◆ Extracted text

==========

FAITH MATTERS Day After Christmas Offers Rest

TAKE TIME TO PONDER BIRTH OF HOPE IN THE WORLD

“But Mary treasured all these words and pondered them in her heart.” - Luke 2:19 Only one day old, the baby lies sleeping, oblivious to the commotion that’s been going on around him.

Angels, shepherds and wise men have glorified his birth. There are a lot of visitors gathering in the lowly barn where Jesus was born.

I wonder who offered the visitors the traditional acts of hospitality necessitated by Jewish custom. I hope it wasn’t Mary. She’d just given birth without the accouterments of a modern hospital setting. I’m thinking she was very tired while she was doing her pondering.

It’s the day after Christmas. The season of Advent is a hectic time for most of us - particularly for women.

My husband has helped by stuffing Christmas cards, but most of the preparations have been done by me: most of the shopping for presents, most of the cleaning and cooking, most of the decorating of the home, most of the choosing/ designing/preparing of Christmas cards, most of the calendar coordination.

In some homes it may be the other way around, but I suspect that in a vast majority of homes the moms of the family wanted to sleep in this morning - thankful that Christmas is over.

That’s sad. In all of the preparing for the season, it’s tough to celebrate the real meaning behind it: that God loved us so much that He broke into this world as one of us.

==========

◆ Data

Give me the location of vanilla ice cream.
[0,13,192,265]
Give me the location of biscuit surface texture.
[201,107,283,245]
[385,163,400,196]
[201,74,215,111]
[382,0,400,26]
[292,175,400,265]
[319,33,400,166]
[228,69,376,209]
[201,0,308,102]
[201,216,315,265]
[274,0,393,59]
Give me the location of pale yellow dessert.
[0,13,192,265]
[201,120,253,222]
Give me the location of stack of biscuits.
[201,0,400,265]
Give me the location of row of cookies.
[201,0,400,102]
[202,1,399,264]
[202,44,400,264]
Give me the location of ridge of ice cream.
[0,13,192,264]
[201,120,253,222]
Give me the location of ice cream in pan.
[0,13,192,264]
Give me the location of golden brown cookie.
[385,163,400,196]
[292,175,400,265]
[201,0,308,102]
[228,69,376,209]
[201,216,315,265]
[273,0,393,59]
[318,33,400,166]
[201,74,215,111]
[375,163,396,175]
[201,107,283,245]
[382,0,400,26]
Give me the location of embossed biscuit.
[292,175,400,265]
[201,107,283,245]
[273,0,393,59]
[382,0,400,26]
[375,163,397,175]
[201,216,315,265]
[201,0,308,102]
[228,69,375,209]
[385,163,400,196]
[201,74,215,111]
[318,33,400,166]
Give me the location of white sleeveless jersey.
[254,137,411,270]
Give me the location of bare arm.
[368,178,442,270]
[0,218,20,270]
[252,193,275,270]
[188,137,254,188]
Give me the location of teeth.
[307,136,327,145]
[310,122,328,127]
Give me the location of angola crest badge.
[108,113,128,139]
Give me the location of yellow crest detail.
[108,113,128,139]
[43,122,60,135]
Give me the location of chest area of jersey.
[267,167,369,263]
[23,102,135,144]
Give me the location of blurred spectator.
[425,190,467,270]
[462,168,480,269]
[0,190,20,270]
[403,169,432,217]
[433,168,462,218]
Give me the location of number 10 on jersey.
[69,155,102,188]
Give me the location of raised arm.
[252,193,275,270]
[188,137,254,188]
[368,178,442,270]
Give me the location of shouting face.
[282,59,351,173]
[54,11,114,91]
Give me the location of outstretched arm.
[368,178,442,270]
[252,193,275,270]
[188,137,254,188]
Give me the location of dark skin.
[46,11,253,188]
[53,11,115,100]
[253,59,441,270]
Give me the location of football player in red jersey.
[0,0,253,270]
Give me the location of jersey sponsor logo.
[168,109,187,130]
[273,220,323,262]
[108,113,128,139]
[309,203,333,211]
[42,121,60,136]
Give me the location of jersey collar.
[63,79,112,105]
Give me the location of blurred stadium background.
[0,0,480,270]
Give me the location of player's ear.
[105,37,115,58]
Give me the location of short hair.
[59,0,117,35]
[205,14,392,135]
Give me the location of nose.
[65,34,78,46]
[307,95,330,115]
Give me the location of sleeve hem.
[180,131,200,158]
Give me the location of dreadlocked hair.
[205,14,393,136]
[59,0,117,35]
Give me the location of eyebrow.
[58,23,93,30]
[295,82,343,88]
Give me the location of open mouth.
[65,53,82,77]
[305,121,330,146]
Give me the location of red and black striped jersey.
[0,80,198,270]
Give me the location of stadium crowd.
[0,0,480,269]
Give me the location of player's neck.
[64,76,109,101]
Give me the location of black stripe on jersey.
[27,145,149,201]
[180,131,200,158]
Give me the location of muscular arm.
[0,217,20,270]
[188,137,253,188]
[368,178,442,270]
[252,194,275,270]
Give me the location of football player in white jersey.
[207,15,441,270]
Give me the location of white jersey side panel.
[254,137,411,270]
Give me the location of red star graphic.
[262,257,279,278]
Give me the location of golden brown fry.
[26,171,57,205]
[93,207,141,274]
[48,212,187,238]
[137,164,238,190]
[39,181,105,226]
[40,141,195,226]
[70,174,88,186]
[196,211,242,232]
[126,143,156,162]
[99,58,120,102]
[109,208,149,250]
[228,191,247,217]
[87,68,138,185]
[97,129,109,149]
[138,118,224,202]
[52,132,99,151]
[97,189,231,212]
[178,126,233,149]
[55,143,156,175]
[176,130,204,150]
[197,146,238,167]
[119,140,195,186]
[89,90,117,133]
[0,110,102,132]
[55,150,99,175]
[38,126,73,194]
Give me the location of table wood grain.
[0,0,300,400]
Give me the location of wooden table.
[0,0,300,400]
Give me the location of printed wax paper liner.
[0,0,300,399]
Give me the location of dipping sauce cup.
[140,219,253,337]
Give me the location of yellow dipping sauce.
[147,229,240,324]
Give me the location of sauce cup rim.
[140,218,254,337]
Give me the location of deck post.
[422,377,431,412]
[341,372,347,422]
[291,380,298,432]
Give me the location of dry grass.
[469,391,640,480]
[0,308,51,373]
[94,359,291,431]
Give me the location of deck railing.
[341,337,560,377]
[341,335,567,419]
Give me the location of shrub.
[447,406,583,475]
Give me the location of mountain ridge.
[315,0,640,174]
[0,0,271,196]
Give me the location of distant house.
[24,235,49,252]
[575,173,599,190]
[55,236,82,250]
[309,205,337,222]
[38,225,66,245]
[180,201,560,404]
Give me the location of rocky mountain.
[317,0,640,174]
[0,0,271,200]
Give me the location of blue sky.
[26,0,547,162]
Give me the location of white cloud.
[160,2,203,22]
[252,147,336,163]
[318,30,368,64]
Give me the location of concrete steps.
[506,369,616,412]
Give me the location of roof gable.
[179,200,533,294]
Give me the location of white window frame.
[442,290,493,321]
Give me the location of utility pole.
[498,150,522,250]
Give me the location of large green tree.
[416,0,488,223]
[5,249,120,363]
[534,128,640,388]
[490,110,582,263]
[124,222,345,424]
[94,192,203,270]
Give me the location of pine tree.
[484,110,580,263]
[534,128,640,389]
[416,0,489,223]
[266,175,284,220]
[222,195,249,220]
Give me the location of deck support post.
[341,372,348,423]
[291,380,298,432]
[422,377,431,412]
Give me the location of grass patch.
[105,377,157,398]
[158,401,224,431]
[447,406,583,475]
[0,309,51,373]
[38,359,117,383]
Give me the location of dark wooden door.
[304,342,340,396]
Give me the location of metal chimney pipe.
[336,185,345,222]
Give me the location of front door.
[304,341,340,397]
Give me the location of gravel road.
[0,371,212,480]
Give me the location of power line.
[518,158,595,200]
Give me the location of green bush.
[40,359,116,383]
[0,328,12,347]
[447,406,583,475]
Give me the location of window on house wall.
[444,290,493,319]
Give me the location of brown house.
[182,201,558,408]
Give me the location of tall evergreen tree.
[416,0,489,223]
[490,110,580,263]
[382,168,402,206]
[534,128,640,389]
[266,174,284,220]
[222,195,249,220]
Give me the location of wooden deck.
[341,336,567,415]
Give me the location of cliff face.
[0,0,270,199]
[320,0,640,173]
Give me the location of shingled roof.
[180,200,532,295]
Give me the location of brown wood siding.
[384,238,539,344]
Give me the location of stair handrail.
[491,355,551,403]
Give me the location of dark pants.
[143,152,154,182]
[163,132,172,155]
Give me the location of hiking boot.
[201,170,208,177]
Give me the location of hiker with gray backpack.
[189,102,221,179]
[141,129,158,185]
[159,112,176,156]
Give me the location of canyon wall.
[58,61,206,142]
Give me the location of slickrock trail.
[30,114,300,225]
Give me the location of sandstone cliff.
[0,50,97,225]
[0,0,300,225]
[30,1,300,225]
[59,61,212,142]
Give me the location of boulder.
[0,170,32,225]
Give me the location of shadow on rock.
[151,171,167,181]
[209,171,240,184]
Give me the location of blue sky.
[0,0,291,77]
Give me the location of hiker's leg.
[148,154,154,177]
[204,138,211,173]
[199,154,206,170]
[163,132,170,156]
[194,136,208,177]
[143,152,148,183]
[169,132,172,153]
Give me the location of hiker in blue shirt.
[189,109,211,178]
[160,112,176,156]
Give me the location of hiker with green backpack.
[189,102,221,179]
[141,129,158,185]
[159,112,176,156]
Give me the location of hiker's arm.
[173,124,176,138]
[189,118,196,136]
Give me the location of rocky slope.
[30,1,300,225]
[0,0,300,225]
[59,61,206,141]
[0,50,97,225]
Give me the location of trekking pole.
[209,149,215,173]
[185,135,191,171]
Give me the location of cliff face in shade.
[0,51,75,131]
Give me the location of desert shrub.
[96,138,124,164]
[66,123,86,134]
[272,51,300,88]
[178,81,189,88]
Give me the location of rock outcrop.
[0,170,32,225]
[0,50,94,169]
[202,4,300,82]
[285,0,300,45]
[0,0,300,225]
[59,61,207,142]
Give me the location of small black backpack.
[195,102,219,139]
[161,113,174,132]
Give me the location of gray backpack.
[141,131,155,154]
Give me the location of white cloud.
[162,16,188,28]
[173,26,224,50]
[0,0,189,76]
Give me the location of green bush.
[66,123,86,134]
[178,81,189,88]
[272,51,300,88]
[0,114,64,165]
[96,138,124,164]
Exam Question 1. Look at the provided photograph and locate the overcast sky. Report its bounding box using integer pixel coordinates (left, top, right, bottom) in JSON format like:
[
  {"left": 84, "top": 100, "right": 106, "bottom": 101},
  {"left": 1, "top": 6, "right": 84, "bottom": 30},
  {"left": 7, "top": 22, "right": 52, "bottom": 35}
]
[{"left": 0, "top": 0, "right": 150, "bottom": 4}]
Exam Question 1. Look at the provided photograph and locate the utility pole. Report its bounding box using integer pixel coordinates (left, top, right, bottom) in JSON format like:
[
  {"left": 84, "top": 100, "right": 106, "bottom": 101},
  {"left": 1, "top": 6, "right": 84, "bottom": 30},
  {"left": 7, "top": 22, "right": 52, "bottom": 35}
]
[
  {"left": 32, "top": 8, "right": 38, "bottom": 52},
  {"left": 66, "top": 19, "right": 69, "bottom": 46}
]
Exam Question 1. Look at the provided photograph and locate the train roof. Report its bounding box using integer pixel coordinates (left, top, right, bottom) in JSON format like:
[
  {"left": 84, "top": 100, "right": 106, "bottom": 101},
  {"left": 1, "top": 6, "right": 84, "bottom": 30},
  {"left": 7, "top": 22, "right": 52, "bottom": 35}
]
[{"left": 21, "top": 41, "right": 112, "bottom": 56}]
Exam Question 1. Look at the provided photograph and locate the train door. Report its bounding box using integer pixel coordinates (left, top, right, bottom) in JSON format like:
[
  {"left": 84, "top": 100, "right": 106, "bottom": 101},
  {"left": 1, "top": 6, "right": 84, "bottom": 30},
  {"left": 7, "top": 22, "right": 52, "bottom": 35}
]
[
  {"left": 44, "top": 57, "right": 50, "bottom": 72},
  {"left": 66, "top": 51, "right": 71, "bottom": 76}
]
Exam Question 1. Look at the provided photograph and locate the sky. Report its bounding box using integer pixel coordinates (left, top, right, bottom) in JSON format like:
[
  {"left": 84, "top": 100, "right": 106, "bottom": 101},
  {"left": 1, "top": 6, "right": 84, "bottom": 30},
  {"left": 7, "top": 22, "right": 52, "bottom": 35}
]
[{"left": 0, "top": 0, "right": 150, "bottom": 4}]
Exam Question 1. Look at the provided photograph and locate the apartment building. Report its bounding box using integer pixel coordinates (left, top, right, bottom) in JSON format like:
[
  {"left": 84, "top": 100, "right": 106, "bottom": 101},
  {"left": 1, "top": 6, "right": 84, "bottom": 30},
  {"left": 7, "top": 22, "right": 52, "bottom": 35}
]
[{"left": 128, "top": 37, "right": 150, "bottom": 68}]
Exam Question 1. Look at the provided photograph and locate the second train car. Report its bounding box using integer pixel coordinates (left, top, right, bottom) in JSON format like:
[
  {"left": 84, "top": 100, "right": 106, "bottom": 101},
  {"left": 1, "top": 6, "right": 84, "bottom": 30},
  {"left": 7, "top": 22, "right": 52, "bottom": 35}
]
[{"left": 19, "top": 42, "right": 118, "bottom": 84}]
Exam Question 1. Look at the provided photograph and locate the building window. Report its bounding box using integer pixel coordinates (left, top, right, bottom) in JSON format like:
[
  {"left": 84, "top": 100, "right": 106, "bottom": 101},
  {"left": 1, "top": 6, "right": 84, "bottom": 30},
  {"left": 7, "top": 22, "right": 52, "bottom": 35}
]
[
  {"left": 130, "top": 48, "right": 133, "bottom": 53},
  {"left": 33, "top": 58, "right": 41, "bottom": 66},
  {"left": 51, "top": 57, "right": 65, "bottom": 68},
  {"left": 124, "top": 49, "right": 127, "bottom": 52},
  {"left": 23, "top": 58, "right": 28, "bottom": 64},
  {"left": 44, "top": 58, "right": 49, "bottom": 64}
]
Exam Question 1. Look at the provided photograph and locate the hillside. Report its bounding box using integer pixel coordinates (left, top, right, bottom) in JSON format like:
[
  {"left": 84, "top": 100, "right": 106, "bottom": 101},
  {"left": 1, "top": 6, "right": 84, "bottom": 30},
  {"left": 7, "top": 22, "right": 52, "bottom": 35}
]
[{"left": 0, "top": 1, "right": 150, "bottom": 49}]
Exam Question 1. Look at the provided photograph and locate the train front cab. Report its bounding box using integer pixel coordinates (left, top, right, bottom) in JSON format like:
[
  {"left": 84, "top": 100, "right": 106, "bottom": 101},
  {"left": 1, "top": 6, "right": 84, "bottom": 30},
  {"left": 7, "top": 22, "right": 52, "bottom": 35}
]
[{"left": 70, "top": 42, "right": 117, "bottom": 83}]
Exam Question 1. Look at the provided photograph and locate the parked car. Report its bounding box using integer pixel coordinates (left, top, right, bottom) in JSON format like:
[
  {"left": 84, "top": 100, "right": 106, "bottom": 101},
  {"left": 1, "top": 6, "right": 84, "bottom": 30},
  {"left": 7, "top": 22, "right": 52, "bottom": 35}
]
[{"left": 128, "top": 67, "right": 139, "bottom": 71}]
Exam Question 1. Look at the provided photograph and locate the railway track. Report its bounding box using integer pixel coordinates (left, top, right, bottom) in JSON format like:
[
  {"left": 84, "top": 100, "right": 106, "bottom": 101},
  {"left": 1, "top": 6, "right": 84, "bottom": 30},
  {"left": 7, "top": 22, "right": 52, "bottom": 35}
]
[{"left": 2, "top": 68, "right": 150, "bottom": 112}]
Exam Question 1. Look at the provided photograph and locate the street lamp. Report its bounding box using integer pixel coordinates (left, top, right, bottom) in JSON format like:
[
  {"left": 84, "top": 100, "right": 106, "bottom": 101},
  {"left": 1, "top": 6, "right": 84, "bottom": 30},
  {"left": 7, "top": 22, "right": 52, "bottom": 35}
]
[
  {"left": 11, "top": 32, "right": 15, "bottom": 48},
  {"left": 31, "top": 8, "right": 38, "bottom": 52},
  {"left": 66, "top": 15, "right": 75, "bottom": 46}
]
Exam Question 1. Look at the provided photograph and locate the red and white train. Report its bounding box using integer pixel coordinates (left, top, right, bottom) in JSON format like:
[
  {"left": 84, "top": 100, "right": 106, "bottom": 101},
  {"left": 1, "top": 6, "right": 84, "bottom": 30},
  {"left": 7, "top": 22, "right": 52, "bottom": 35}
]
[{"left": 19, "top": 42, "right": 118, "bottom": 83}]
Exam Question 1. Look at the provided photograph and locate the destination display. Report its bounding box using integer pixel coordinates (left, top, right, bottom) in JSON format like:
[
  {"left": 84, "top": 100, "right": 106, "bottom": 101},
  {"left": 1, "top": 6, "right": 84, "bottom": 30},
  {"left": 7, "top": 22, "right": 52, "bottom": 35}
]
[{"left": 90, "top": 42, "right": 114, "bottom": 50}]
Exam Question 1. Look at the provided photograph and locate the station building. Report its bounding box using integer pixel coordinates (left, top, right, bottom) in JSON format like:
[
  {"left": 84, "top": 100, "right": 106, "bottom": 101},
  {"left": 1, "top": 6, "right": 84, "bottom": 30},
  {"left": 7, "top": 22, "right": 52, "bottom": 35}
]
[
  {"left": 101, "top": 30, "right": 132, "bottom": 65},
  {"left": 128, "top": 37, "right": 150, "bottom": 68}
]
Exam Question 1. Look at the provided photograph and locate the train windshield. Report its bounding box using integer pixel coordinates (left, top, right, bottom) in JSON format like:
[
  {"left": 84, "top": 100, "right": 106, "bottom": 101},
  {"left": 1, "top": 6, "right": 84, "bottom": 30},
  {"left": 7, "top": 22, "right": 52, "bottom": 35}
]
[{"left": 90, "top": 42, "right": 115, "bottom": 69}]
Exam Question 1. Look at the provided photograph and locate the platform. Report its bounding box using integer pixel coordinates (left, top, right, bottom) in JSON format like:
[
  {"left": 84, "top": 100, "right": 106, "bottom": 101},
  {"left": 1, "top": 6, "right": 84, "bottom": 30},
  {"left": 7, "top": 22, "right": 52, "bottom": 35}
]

==========

◆ Task
Please answer these questions about the Faith Matters column above.
(a) Which verse from Luke opens the column?
(b) What has the writer's husband helped with?
(c) What does the writer suspect the moms in most homes wanted to do this morning?

◆ Result of this exercise
(a) Luke 2:19
(b) Stuffing Christmas cards
(c) Sleep in